▸ PROBLEM STATEMENT: Spot each line in the records below where the word "image" occurs, then copy it.

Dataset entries
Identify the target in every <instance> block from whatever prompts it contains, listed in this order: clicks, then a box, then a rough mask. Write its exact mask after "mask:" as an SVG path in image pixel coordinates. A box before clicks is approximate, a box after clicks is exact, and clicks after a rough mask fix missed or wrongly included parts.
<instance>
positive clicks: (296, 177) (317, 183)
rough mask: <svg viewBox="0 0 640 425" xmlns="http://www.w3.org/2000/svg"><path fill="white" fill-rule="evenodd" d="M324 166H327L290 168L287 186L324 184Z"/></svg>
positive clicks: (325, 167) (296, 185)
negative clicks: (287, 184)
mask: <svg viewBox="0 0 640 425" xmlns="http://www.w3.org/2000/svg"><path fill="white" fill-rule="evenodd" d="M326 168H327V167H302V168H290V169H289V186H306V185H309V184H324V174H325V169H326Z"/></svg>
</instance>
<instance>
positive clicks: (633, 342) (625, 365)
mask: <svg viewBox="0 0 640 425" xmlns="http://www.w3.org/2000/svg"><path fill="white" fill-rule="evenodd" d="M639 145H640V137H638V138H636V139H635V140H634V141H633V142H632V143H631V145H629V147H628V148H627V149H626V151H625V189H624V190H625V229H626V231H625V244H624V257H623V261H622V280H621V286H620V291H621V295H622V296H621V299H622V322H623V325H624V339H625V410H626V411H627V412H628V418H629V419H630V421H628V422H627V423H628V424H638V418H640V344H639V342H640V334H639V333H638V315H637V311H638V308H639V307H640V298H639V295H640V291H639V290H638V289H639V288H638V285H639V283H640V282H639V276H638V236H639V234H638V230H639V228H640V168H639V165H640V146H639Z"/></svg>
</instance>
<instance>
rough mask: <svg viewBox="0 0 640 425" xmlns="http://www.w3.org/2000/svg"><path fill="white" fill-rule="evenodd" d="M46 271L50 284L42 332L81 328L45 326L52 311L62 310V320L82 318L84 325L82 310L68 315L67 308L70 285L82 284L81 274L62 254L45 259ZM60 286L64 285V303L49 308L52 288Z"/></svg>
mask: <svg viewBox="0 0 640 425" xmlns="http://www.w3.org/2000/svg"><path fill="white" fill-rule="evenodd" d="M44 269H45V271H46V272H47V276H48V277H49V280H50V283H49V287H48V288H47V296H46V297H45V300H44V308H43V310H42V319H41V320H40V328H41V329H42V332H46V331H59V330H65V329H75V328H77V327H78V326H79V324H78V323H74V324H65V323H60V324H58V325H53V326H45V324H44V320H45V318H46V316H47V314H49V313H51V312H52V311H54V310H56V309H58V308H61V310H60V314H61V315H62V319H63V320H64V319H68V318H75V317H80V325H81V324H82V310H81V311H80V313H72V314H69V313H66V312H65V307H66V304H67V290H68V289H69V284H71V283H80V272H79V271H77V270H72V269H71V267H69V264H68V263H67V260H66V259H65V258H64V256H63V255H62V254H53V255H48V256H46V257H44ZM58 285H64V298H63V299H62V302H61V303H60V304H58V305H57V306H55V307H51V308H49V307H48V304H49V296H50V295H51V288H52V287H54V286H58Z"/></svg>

==

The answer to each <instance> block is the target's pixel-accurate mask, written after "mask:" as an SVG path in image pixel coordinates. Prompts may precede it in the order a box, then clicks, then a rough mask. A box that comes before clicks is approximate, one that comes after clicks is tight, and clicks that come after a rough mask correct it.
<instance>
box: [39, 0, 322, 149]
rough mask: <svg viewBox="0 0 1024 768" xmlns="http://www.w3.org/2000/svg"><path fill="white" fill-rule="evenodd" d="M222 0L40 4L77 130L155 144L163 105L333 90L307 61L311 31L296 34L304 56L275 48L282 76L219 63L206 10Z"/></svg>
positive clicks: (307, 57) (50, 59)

▸ SOLVED EXERCISE:
Identify the target in every <instance> block from whatever prompts it contains, listed in this order: clicks, then a box, then a rough mask. Write its exact mask after "mask:" as an SVG path in image pixel coordinates. A box before clicks is approximate, a box after clicks is exact, and clicks after a rough mask fix missed or wrongly included parts.
The answer to each <instance> block is the target's pixel-accurate mask, written after "mask:" as an SVG path in image pixel coordinates. Prompts may precede it in the order a box, then clicks, then a rough mask. A box that comes before clicks is approximate, one that comes after clicks is tight, and clicks that come after a rough mask correct it.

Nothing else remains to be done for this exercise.